» What is needed: Below are entries; copy exactly the lines from the one with "point: reflection of" through the one with "point: mountain ridge", both included, and leave out the rest.

[Dataset entries]

○ ○ ○ ○ ○

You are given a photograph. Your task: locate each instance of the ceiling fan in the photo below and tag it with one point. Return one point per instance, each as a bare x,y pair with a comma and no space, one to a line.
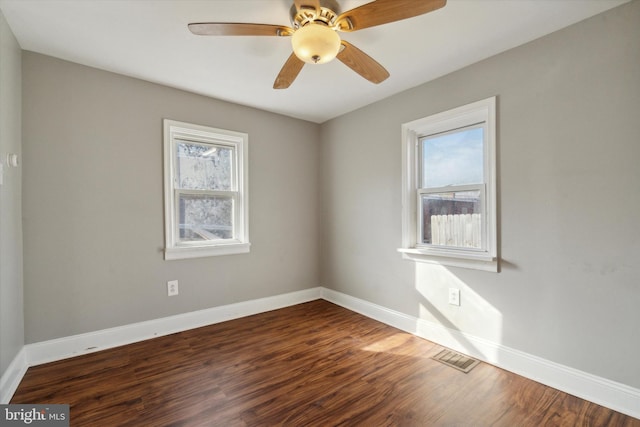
314,33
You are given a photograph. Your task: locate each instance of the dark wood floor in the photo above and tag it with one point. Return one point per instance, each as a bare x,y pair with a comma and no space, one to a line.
313,364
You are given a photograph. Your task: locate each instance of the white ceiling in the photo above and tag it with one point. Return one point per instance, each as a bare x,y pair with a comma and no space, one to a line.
149,39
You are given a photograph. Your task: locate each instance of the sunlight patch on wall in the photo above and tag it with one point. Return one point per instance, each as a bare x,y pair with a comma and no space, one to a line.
475,316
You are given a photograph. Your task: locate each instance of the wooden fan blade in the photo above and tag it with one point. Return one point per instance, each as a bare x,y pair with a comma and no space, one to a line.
307,4
385,11
237,29
362,63
289,72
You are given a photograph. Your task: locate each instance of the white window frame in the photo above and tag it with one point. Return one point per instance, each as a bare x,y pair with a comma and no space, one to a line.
175,131
480,112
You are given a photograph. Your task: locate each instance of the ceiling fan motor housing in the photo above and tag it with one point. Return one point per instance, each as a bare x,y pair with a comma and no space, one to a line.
326,14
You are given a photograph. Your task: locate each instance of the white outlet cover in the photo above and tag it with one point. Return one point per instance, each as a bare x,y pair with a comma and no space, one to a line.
172,288
454,296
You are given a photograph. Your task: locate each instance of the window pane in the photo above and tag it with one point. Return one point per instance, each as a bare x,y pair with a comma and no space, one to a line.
454,158
203,167
452,219
203,217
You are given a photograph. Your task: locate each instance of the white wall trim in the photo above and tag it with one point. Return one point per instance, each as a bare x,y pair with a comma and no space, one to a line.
611,394
75,345
13,375
604,392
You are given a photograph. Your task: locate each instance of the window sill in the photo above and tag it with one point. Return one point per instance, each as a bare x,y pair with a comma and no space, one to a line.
186,252
452,259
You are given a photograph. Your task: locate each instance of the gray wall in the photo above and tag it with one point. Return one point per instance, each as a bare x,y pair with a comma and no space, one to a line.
569,200
93,202
11,303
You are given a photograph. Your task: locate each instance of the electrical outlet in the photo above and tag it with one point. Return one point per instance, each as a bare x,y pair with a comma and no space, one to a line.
172,288
454,296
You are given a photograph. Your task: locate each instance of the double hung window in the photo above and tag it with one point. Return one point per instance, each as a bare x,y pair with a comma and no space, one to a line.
206,200
449,196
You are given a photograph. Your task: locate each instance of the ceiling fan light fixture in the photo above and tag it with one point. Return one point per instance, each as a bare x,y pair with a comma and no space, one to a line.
315,43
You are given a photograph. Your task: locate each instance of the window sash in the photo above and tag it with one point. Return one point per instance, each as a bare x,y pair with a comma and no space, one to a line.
482,113
211,240
231,195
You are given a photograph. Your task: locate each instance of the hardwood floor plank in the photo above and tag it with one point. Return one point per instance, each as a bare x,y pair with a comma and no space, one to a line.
313,364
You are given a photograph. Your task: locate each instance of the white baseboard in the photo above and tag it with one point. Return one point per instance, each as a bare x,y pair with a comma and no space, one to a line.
75,345
604,392
12,376
619,397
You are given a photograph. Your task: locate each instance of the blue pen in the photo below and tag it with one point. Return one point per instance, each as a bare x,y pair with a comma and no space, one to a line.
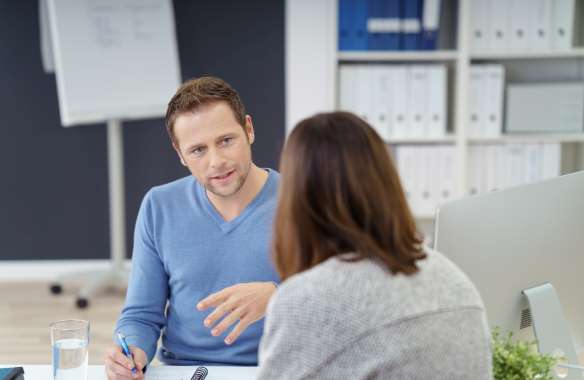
127,352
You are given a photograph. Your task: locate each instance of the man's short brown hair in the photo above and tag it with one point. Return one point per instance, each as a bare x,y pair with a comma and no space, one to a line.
201,91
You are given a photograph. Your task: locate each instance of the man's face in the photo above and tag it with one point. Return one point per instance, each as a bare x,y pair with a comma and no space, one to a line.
215,148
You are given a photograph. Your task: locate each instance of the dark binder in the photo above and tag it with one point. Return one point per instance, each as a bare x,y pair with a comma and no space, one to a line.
16,373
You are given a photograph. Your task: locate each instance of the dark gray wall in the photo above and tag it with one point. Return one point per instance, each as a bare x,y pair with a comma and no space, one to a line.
53,181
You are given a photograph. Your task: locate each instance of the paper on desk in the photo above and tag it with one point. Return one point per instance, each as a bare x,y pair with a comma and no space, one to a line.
215,373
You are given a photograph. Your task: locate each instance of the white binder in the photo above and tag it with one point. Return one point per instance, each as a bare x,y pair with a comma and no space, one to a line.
533,162
474,170
518,24
491,167
436,112
477,107
479,24
380,93
348,84
499,25
493,100
407,172
400,95
540,19
551,160
364,98
417,100
446,173
563,13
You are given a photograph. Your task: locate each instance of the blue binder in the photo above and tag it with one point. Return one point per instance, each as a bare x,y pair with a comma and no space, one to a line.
345,32
394,11
359,24
429,37
412,10
376,9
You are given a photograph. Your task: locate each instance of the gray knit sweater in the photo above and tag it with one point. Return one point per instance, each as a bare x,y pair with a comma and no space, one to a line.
343,320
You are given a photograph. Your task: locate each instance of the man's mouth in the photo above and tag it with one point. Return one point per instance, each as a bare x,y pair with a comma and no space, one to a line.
223,176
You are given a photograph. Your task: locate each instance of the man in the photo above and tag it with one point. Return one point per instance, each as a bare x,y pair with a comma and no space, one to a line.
201,261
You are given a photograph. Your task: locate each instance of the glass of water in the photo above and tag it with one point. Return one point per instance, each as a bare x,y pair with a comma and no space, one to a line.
70,341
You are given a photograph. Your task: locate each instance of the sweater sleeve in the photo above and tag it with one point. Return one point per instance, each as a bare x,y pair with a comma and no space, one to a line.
143,314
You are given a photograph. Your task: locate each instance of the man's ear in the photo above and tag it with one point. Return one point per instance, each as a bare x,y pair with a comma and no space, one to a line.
177,150
249,129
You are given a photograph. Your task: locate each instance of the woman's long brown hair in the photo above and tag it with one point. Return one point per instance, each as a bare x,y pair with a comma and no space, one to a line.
340,193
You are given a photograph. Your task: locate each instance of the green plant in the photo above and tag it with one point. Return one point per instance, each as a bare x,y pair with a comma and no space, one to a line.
517,360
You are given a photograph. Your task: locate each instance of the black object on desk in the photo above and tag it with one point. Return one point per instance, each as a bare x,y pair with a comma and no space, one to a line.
16,373
200,373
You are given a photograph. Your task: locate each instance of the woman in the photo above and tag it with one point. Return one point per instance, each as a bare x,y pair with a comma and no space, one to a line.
362,298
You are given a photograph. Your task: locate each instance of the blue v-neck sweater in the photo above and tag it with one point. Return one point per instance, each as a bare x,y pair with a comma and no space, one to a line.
184,251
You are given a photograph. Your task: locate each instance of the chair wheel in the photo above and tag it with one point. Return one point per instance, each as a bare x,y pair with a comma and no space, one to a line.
82,303
56,289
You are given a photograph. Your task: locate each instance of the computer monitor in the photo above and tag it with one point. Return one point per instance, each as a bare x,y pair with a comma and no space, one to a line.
519,238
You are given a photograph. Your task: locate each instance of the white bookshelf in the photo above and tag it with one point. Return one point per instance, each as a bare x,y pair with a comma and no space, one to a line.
448,139
521,67
530,139
397,56
507,55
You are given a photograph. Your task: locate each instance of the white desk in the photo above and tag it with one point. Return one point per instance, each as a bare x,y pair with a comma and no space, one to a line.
97,372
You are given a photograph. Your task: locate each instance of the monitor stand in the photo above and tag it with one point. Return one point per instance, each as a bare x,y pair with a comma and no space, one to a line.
551,329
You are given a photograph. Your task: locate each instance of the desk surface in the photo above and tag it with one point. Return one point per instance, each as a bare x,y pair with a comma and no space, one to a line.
96,372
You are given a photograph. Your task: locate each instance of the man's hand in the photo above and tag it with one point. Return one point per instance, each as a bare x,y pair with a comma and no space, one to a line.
245,303
119,367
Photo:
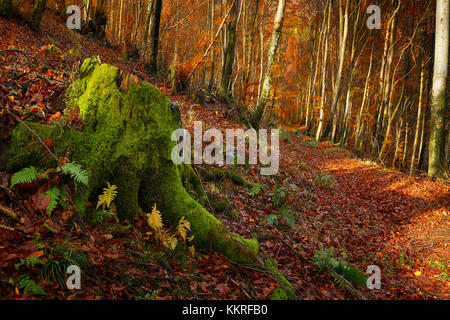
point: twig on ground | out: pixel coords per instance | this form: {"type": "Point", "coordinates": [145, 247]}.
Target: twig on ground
{"type": "Point", "coordinates": [2, 226]}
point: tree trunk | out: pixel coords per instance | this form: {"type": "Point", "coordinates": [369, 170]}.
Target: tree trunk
{"type": "Point", "coordinates": [267, 85]}
{"type": "Point", "coordinates": [229, 48]}
{"type": "Point", "coordinates": [340, 74]}
{"type": "Point", "coordinates": [436, 164]}
{"type": "Point", "coordinates": [153, 64]}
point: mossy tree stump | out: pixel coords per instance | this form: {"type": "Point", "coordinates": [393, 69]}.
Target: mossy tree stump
{"type": "Point", "coordinates": [126, 140]}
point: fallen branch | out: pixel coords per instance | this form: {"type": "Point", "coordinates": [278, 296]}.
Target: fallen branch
{"type": "Point", "coordinates": [212, 42]}
{"type": "Point", "coordinates": [2, 226]}
{"type": "Point", "coordinates": [18, 51]}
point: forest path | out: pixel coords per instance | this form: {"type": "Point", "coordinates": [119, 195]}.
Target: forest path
{"type": "Point", "coordinates": [379, 216]}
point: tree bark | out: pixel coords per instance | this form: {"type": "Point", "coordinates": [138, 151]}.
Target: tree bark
{"type": "Point", "coordinates": [436, 164]}
{"type": "Point", "coordinates": [267, 85]}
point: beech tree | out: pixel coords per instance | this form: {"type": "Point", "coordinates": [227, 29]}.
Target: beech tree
{"type": "Point", "coordinates": [267, 84]}
{"type": "Point", "coordinates": [438, 103]}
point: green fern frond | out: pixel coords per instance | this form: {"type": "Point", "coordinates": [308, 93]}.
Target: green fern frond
{"type": "Point", "coordinates": [325, 261]}
{"type": "Point", "coordinates": [107, 197]}
{"type": "Point", "coordinates": [54, 195]}
{"type": "Point", "coordinates": [76, 172]}
{"type": "Point", "coordinates": [28, 262]}
{"type": "Point", "coordinates": [25, 175]}
{"type": "Point", "coordinates": [29, 285]}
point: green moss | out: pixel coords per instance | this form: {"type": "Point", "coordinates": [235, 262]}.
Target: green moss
{"type": "Point", "coordinates": [191, 183]}
{"type": "Point", "coordinates": [220, 174]}
{"type": "Point", "coordinates": [126, 140]}
{"type": "Point", "coordinates": [279, 294]}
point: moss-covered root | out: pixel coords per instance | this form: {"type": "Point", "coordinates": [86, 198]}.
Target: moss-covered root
{"type": "Point", "coordinates": [166, 190]}
{"type": "Point", "coordinates": [192, 183]}
{"type": "Point", "coordinates": [126, 140]}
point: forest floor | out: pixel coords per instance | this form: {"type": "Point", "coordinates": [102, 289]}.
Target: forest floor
{"type": "Point", "coordinates": [366, 214]}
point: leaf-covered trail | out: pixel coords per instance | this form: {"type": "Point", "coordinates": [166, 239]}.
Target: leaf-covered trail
{"type": "Point", "coordinates": [383, 217]}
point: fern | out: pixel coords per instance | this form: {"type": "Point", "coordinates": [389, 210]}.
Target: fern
{"type": "Point", "coordinates": [28, 262]}
{"type": "Point", "coordinates": [256, 189]}
{"type": "Point", "coordinates": [29, 285]}
{"type": "Point", "coordinates": [325, 261]}
{"type": "Point", "coordinates": [76, 172]}
{"type": "Point", "coordinates": [288, 216]}
{"type": "Point", "coordinates": [54, 196]}
{"type": "Point", "coordinates": [25, 175]}
{"type": "Point", "coordinates": [107, 197]}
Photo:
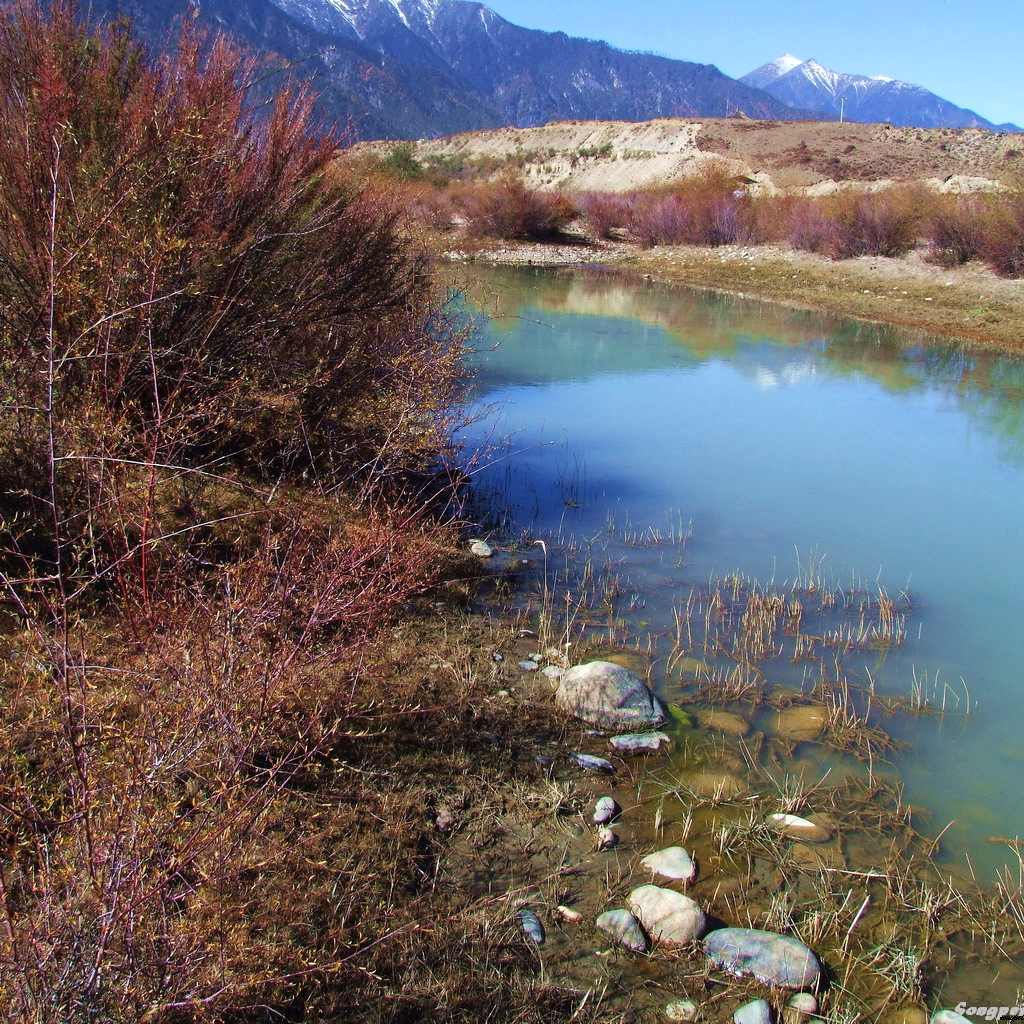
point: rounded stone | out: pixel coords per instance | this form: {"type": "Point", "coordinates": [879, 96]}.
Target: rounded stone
{"type": "Point", "coordinates": [772, 960]}
{"type": "Point", "coordinates": [682, 1010]}
{"type": "Point", "coordinates": [606, 810]}
{"type": "Point", "coordinates": [799, 828]}
{"type": "Point", "coordinates": [531, 927]}
{"type": "Point", "coordinates": [608, 696]}
{"type": "Point", "coordinates": [625, 930]}
{"type": "Point", "coordinates": [799, 1007]}
{"type": "Point", "coordinates": [640, 742]}
{"type": "Point", "coordinates": [590, 763]}
{"type": "Point", "coordinates": [674, 863]}
{"type": "Point", "coordinates": [802, 723]}
{"type": "Point", "coordinates": [757, 1012]}
{"type": "Point", "coordinates": [668, 916]}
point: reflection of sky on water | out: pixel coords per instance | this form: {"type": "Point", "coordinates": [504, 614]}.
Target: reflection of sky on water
{"type": "Point", "coordinates": [778, 430]}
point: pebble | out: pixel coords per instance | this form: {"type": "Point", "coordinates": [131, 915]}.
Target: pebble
{"type": "Point", "coordinates": [640, 742]}
{"type": "Point", "coordinates": [606, 810]}
{"type": "Point", "coordinates": [800, 828]}
{"type": "Point", "coordinates": [771, 958]}
{"type": "Point", "coordinates": [590, 763]}
{"type": "Point", "coordinates": [683, 1010]}
{"type": "Point", "coordinates": [674, 863]}
{"type": "Point", "coordinates": [757, 1012]}
{"type": "Point", "coordinates": [625, 930]}
{"type": "Point", "coordinates": [531, 927]}
{"type": "Point", "coordinates": [801, 724]}
{"type": "Point", "coordinates": [799, 1007]}
{"type": "Point", "coordinates": [607, 696]}
{"type": "Point", "coordinates": [667, 915]}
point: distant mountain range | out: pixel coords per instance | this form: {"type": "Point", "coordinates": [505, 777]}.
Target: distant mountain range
{"type": "Point", "coordinates": [411, 69]}
{"type": "Point", "coordinates": [414, 69]}
{"type": "Point", "coordinates": [858, 97]}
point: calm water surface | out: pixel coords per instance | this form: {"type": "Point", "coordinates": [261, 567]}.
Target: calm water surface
{"type": "Point", "coordinates": [778, 431]}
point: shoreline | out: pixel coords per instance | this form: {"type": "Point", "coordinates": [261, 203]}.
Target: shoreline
{"type": "Point", "coordinates": [967, 305]}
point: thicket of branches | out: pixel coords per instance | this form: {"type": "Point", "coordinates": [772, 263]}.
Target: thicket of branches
{"type": "Point", "coordinates": [213, 350]}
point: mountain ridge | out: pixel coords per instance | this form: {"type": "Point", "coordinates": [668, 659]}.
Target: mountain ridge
{"type": "Point", "coordinates": [414, 69]}
{"type": "Point", "coordinates": [867, 98]}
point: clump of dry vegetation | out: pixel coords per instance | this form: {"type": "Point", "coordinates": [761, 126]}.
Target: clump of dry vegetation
{"type": "Point", "coordinates": [228, 388]}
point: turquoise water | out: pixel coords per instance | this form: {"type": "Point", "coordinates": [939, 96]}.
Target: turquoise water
{"type": "Point", "coordinates": [776, 432]}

○ ○ ○ ○ ○

» Task output:
point: reflection of sky on water | out: pixel coords per instance | this form: {"type": "Point", "coordinates": [504, 614]}.
Target: reflection of sky on water
{"type": "Point", "coordinates": [778, 430]}
point: pebble | out: pixel coords per instance | this form: {"type": "Point", "coordinates": [131, 915]}.
Target: pebble
{"type": "Point", "coordinates": [640, 742]}
{"type": "Point", "coordinates": [606, 810]}
{"type": "Point", "coordinates": [800, 828]}
{"type": "Point", "coordinates": [771, 958]}
{"type": "Point", "coordinates": [590, 763]}
{"type": "Point", "coordinates": [683, 1010]}
{"type": "Point", "coordinates": [674, 863]}
{"type": "Point", "coordinates": [757, 1012]}
{"type": "Point", "coordinates": [625, 930]}
{"type": "Point", "coordinates": [531, 927]}
{"type": "Point", "coordinates": [801, 724]}
{"type": "Point", "coordinates": [799, 1007]}
{"type": "Point", "coordinates": [607, 696]}
{"type": "Point", "coordinates": [667, 915]}
point: distant mountain range | out: pixel coords per instance | this form: {"type": "Point", "coordinates": [505, 777]}.
Target: distant mountain range
{"type": "Point", "coordinates": [411, 69]}
{"type": "Point", "coordinates": [414, 69]}
{"type": "Point", "coordinates": [858, 97]}
point: calm water surface | out: pixel coords per instance | this form: {"type": "Point", "coordinates": [261, 567]}.
Target: calm water surface
{"type": "Point", "coordinates": [778, 431]}
point: shoreline | out: pixel coords per instance | this form: {"type": "Point", "coordinates": [261, 203]}.
Target: shoreline
{"type": "Point", "coordinates": [967, 305]}
point: thicket of branches | out: pixel coords per instance | this form: {"type": "Point", "coordinates": [772, 263]}.
Target: thicket of branches
{"type": "Point", "coordinates": [213, 350]}
point: mountain ridge | out: pixel coords per instance | this form: {"type": "Point", "coordinates": [668, 659]}.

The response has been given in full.